■ Provided records

--------

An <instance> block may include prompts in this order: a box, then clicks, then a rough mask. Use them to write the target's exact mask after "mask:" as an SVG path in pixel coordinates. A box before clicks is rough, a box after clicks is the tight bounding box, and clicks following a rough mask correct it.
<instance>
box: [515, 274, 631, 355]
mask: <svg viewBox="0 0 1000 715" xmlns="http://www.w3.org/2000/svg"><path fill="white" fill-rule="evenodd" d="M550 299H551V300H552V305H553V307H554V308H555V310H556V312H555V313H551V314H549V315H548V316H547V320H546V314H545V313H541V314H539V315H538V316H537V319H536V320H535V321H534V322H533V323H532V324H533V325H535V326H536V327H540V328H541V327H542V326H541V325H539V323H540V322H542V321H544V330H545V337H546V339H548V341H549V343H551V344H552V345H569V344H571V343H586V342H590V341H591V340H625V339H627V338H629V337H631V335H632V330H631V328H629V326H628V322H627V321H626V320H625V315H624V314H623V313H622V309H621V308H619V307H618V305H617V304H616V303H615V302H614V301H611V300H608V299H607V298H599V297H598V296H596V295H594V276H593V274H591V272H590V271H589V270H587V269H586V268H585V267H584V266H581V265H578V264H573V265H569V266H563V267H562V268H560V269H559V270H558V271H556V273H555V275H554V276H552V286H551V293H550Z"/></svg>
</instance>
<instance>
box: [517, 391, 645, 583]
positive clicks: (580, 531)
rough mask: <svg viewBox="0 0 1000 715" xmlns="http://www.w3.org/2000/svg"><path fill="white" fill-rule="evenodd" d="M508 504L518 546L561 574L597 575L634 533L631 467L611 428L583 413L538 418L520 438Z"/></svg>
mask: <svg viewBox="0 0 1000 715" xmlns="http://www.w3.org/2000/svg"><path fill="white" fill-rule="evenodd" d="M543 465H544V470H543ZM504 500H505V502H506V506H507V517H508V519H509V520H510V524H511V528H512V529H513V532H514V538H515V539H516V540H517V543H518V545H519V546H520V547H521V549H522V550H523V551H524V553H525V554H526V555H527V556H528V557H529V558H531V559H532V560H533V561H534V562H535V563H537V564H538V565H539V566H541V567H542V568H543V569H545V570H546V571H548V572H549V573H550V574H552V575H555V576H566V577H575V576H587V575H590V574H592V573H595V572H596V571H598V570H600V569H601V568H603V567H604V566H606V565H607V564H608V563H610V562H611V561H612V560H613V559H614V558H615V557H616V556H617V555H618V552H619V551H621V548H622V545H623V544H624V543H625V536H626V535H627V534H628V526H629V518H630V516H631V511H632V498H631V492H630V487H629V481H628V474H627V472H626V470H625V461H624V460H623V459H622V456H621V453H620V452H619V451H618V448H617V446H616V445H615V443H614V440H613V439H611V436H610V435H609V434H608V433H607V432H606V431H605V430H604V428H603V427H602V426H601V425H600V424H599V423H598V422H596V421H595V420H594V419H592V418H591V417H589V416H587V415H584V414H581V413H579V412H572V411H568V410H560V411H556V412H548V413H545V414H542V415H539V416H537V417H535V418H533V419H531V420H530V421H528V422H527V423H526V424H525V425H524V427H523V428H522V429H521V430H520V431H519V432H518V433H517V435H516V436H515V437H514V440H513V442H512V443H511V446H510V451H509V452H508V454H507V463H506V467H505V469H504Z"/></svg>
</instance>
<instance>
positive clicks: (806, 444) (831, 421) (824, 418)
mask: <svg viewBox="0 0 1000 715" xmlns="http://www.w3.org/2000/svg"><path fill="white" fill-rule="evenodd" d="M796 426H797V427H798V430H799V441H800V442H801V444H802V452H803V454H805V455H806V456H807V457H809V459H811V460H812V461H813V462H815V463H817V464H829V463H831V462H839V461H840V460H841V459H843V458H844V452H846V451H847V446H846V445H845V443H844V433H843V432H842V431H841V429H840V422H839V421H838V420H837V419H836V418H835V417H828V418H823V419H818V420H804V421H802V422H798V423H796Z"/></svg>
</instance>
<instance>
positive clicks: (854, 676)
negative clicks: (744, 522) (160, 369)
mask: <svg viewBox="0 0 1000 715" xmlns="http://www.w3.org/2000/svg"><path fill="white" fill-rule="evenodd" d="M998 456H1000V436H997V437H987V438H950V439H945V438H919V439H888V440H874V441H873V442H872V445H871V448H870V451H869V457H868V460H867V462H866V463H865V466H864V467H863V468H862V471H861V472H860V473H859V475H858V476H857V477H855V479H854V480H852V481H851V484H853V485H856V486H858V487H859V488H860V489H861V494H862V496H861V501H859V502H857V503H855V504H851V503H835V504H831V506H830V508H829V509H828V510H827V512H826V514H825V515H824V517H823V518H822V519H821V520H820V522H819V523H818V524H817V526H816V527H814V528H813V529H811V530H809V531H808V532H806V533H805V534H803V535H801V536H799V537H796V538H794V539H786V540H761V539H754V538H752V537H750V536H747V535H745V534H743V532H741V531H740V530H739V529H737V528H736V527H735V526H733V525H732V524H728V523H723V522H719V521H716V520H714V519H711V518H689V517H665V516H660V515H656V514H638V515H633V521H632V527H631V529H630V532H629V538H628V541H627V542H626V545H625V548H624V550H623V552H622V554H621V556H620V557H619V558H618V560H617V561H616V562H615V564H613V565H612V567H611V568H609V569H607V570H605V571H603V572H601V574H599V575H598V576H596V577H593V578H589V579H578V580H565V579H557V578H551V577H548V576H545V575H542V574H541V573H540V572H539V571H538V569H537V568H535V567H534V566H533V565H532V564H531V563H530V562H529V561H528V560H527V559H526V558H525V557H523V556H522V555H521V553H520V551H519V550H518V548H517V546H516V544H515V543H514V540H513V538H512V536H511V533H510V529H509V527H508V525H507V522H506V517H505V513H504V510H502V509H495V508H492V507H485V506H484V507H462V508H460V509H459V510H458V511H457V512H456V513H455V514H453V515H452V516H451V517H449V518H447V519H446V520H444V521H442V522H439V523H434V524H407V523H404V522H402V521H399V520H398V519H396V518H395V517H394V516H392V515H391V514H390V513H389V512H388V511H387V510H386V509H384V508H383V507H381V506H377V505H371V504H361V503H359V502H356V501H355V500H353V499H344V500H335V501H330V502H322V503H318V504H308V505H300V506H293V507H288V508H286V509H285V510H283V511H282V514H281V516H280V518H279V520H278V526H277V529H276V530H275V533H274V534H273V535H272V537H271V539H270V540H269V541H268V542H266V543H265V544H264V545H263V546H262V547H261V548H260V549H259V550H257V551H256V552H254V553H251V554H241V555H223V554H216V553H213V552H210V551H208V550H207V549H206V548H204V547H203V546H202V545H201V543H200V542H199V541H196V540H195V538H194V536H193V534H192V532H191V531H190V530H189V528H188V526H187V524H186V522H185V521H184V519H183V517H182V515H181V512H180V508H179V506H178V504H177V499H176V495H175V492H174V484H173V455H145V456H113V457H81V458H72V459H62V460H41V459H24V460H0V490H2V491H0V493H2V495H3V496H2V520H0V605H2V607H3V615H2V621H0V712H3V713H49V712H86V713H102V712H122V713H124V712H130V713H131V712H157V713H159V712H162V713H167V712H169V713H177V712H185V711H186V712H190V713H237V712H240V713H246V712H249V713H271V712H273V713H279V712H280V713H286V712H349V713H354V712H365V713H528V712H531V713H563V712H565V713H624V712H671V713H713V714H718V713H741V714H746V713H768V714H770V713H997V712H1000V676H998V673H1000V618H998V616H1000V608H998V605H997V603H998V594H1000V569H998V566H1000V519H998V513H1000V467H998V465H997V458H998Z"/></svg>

--------

■ What the task requires
Rewrite every line of the items above as a Markdown table with the columns Row and Line. Number the rows in order and leave out blank lines.

■ Exercise result
| Row | Line |
|---|---|
| 1 | An <instance> block may include prompts in this order: a box, then clicks, then a rough mask. Use them to write the target's exact mask after "mask:" as an SVG path in pixel coordinates. A box before clicks is rough, a box after clicks is the tight bounding box, and clicks following a rough mask correct it. |
| 2 | <instance> |
| 3 | box: [515, 274, 631, 355] |
| 4 | mask: <svg viewBox="0 0 1000 715" xmlns="http://www.w3.org/2000/svg"><path fill="white" fill-rule="evenodd" d="M550 299H551V300H552V305H553V307H554V308H555V310H556V312H555V313H551V314H549V315H548V316H547V320H546V314H545V313H541V314H539V315H538V316H537V319H536V320H535V321H534V322H533V323H532V324H533V325H535V326H536V327H540V328H541V327H542V326H541V325H539V323H540V322H542V321H544V330H545V337H546V339H548V341H549V343H551V344H552V345H569V344H571V343H586V342H590V341H591V340H625V339H627V338H629V337H631V335H632V330H631V328H629V326H628V322H627V321H626V320H625V315H624V314H623V313H622V309H621V308H619V307H618V305H617V304H616V303H615V302H614V301H611V300H608V299H607V298H599V297H598V296H596V295H594V276H593V274H591V272H590V271H589V270H587V269H586V268H585V267H584V266H581V265H578V264H573V265H569V266H563V267H562V268H560V269H559V270H558V271H556V273H555V275H554V276H552V286H551V293H550Z"/></svg> |
| 5 | </instance> |
| 6 | <instance> |
| 7 | box: [517, 391, 645, 583] |
| 8 | positive clicks: (580, 531) |
| 9 | rough mask: <svg viewBox="0 0 1000 715" xmlns="http://www.w3.org/2000/svg"><path fill="white" fill-rule="evenodd" d="M508 504L518 546L561 574L597 575L634 533L631 467L611 428L583 413L538 418L520 438Z"/></svg> |
| 10 | mask: <svg viewBox="0 0 1000 715" xmlns="http://www.w3.org/2000/svg"><path fill="white" fill-rule="evenodd" d="M543 465H544V470H543ZM504 500H505V502H506V506H507V517H508V519H509V520H510V524H511V528H512V529H513V532H514V538H515V539H516V540H517V543H518V545H519V546H520V547H521V549H522V550H523V551H524V553H525V554H526V555H527V556H528V557H529V558H531V559H532V560H533V561H534V562H535V563H537V564H538V565H539V566H541V567H542V568H543V569H545V570H546V571H548V572H549V573H550V574H552V575H555V576H566V577H575V576H587V575H590V574H592V573H595V572H596V571H598V570H600V569H601V568H603V567H604V566H606V565H607V564H608V563H610V562H611V561H612V560H613V559H614V558H615V557H616V556H617V555H618V552H619V551H621V548H622V545H623V544H624V543H625V536H626V535H627V534H628V526H629V518H630V516H631V511H632V498H631V492H630V487H629V481H628V474H627V472H626V470H625V461H624V460H623V459H622V456H621V453H620V452H619V451H618V448H617V446H616V445H615V443H614V440H613V439H611V436H610V435H609V434H608V433H607V432H606V431H605V430H604V428H603V427H602V426H601V425H600V424H599V423H598V422H596V421H595V420H594V419H592V418H591V417H589V416H587V415H584V414H581V413H579V412H572V411H568V410H560V411H556V412H548V413H545V414H542V415H539V416H537V417H535V418H533V419H531V420H530V421H528V422H527V423H526V424H525V425H524V427H523V428H522V429H521V430H520V431H519V432H518V433H517V435H516V436H515V437H514V440H513V442H512V443H511V446H510V451H509V452H508V454H507V463H506V467H505V469H504Z"/></svg> |
| 11 | </instance> |
| 12 | <instance> |
| 13 | positive clicks: (806, 444) (831, 421) (824, 418) |
| 14 | mask: <svg viewBox="0 0 1000 715" xmlns="http://www.w3.org/2000/svg"><path fill="white" fill-rule="evenodd" d="M796 426H797V427H798V430H799V441H800V442H801V444H802V452H803V454H805V455H806V456H807V457H809V459H811V460H812V461H813V462H815V463H817V464H829V463H831V462H839V461H840V460H841V459H843V458H844V452H846V451H847V446H846V445H845V443H844V433H843V432H842V431H841V429H840V422H839V421H838V420H837V419H836V418H835V417H828V418H823V419H818V420H804V421H802V422H798V423H796Z"/></svg> |
| 15 | </instance> |
| 16 | <instance> |
| 17 | positive clicks: (854, 676) |
| 18 | negative clicks: (744, 522) (160, 369) |
| 19 | mask: <svg viewBox="0 0 1000 715" xmlns="http://www.w3.org/2000/svg"><path fill="white" fill-rule="evenodd" d="M998 456H1000V436H997V437H987V438H950V439H945V438H919V439H888V440H874V441H873V442H872V445H871V448H870V451H869V457H868V460H867V462H866V463H865V466H864V467H863V468H862V471H861V472H860V473H859V475H858V476H857V477H855V479H854V480H852V481H851V484H853V485H856V486H858V487H859V488H860V489H861V494H862V496H861V501H859V502H857V503H855V504H851V503H835V504H831V506H830V508H829V509H828V510H827V512H826V514H825V515H824V517H823V518H822V519H821V520H820V522H819V523H818V524H817V526H816V527H814V528H813V529H811V530H809V531H808V532H806V533H805V534H803V535H801V536H799V537H796V538H794V539H786V540H761V539H754V538H752V537H750V536H747V535H745V534H743V532H741V531H740V530H739V529H737V528H736V527H735V526H733V525H732V524H728V523H723V522H719V521H716V520H714V519H711V518H689V517H665V516H660V515H656V514H638V515H633V521H632V527H631V529H630V532H629V538H628V541H627V542H626V545H625V548H624V550H623V552H622V554H621V556H620V557H619V558H618V560H617V561H616V562H615V564H613V565H612V567H611V568H609V569H607V570H605V571H603V572H601V574H599V575H598V576H596V577H593V578H589V579H578V580H565V579H557V578H551V577H548V576H545V575H542V574H541V573H540V572H539V571H538V569H537V568H535V567H534V566H533V565H532V564H531V563H530V562H529V561H528V560H527V559H526V558H525V557H523V556H522V555H521V553H520V551H519V550H518V548H517V546H516V544H515V543H514V540H513V538H512V536H511V533H510V529H509V527H508V525H507V522H506V517H505V513H504V510H502V509H495V508H492V507H485V506H484V507H462V508H460V509H459V510H458V511H457V512H456V513H455V514H453V515H452V516H451V517H449V518H447V519H446V520H444V521H442V522H439V523H434V524H407V523H404V522H402V521H399V520H398V519H396V518H395V517H394V516H392V515H391V514H390V513H389V512H388V511H387V510H386V509H384V508H383V507H381V506H377V505H371V504H361V503H359V502H356V501H355V500H353V499H344V500H335V501H330V502H322V503H318V504H308V505H300V506H293V507H288V508H286V509H285V510H283V511H282V514H281V516H280V518H279V520H278V526H277V529H276V530H275V533H274V534H273V535H272V537H271V539H270V540H269V541H268V542H266V543H265V544H264V545H263V546H262V547H261V548H260V549H259V550H257V551H256V552H254V553H251V554H241V555H223V554H216V553H213V552H210V551H208V550H207V549H206V548H204V547H203V546H202V545H201V543H200V542H199V541H196V540H195V538H194V536H193V534H192V532H191V531H190V530H189V528H188V526H187V524H186V522H185V521H184V519H183V517H182V515H181V512H180V508H179V506H178V504H177V499H176V495H175V492H174V484H173V455H145V456H113V457H81V458H72V459H62V460H41V459H24V460H0V490H2V491H0V493H2V495H3V496H2V520H0V605H2V607H3V615H2V621H0V712H3V713H49V712H86V713H102V712H122V713H124V712H130V713H131V712H157V713H159V712H162V713H167V712H169V713H177V712H185V711H186V712H190V713H237V712H240V713H246V712H249V713H271V712H273V713H279V712H280V713H286V712H349V713H354V712H365V713H528V712H531V713H563V712H565V713H624V712H671V713H713V714H718V713H741V714H746V713H768V714H770V713H997V712H1000V676H998V673H1000V618H998V616H1000V608H998V605H997V603H998V594H1000V569H998V566H1000V519H998V513H1000V467H998V465H997V458H998Z"/></svg> |